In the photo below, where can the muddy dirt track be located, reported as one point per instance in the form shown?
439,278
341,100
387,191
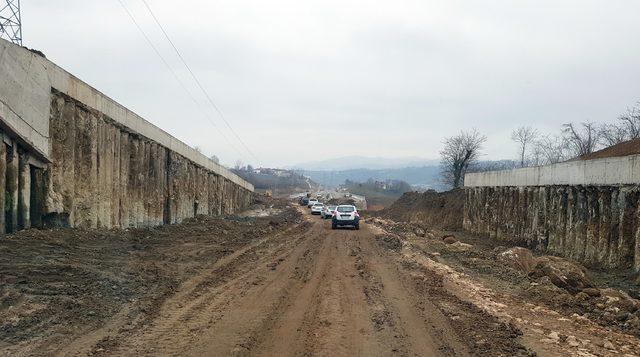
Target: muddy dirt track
312,291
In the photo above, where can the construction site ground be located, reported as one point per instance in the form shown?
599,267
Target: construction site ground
277,281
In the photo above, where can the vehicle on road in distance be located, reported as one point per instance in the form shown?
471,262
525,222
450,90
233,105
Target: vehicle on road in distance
327,212
345,215
317,208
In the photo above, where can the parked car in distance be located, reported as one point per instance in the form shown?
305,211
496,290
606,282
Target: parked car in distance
327,212
345,215
317,208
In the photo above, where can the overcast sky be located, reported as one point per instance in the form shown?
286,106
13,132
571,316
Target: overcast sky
303,80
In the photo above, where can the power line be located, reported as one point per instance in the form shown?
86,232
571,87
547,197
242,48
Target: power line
164,61
10,21
195,78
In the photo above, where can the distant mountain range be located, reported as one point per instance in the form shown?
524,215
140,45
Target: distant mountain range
420,173
423,177
363,162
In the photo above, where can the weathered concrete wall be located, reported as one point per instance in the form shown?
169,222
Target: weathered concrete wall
596,225
70,156
608,171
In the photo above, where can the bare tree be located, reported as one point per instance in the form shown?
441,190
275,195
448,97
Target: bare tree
631,122
524,136
583,140
612,134
552,149
458,154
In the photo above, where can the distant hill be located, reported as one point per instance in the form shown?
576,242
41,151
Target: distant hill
363,162
275,179
424,176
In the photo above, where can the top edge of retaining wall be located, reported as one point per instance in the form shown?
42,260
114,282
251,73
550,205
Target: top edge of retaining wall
624,170
26,80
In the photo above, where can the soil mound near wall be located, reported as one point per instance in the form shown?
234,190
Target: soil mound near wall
631,147
434,209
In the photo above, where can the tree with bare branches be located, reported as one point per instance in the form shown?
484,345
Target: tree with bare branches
552,149
584,139
524,136
612,134
631,122
460,152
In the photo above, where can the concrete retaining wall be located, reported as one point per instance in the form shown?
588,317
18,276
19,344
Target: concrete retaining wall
585,210
71,156
596,225
609,171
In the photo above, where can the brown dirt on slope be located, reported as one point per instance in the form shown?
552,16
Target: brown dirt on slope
441,210
59,284
631,147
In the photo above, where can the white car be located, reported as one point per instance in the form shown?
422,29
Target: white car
317,208
346,215
327,212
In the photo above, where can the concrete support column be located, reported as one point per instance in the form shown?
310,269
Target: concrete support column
3,185
24,192
12,189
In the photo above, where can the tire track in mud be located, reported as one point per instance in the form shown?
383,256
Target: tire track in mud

_WHAT YOU NEED TO DO_:
Print precisely the lines from the one with "In the photo above, where can the tire" through the end of the data above, adding nothing.

_SOLVED PROBLEM_:
In the photo above, where can the tire track in mud be located, reported as one point per instance in the form shown?
383,256
Target: tire track in mud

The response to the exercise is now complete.